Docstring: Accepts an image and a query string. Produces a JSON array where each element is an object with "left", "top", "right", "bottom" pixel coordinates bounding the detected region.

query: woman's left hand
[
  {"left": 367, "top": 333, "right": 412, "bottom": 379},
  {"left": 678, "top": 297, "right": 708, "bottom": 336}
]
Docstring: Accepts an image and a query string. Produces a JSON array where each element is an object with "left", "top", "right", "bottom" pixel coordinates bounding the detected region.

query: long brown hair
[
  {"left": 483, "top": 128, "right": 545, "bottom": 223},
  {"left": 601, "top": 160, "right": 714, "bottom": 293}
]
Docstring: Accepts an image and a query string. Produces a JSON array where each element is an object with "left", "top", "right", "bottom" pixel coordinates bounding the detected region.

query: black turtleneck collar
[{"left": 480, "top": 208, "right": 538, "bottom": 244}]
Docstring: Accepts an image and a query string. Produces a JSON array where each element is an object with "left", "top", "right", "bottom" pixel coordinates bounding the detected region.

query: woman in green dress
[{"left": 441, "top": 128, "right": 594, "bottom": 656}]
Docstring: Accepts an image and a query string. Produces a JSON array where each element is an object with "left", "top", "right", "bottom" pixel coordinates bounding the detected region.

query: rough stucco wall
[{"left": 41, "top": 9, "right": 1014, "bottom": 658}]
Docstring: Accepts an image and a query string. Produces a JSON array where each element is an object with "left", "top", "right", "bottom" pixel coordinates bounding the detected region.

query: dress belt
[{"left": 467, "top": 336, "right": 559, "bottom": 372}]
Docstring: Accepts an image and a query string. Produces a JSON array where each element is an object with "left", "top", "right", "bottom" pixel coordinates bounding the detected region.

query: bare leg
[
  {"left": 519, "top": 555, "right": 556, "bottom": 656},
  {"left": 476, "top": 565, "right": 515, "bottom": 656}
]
☆ ☆ ☆ ☆ ☆
**Stated goal:** Copy out each line exactly.

**Written solution:**
Docstring: Accepts an image and a query string. Produces a JSON array where each element is an object with "left", "top", "right", "bottom" pixel coordinates bounding the detected region.

query: woman's left hand
[
  {"left": 367, "top": 333, "right": 412, "bottom": 379},
  {"left": 678, "top": 297, "right": 708, "bottom": 336}
]
Docstring: Accepts an image and a query string. Produces a JSON array where each element is an object with "left", "top", "right", "bottom" pixel coordinates bounding the detected region.

query: long brown hair
[
  {"left": 483, "top": 128, "right": 545, "bottom": 223},
  {"left": 601, "top": 160, "right": 714, "bottom": 293}
]
Docstring: Accepts an image and a query string. Produces a JSON array where each element is an object with "left", "top", "right", "bottom" pixel coordinates bounding the detected region.

query: black turtleneck collar
[{"left": 480, "top": 208, "right": 538, "bottom": 244}]
Docstring: Accepts an image and a query string. Produces a JSON array where each element is an object with "left", "top", "right", "bottom" pixel coordinates bounding the detected region.

query: woman in green dress
[{"left": 441, "top": 128, "right": 594, "bottom": 656}]
Docstring: Accepts an image and a query string. Produces a JSON array where each element is an object with "left", "top", "right", "bottom" pixel coordinates bounding the detected region.

query: rough stucco wall
[{"left": 41, "top": 9, "right": 1014, "bottom": 658}]
Docstring: Accepts an image and a query string. Produces a JSON array where each element is an object with "left", "top", "right", "bottom" pixel coordinates bounding the detected region.

query: dress belt
[{"left": 467, "top": 336, "right": 559, "bottom": 372}]
Docstring: Accepts an image and a query string. Produces a JSON array where each element is an object with "left", "top", "right", "bottom" pixel coordinates bounding the detected region.

query: bare leg
[
  {"left": 519, "top": 555, "right": 556, "bottom": 656},
  {"left": 476, "top": 565, "right": 515, "bottom": 656}
]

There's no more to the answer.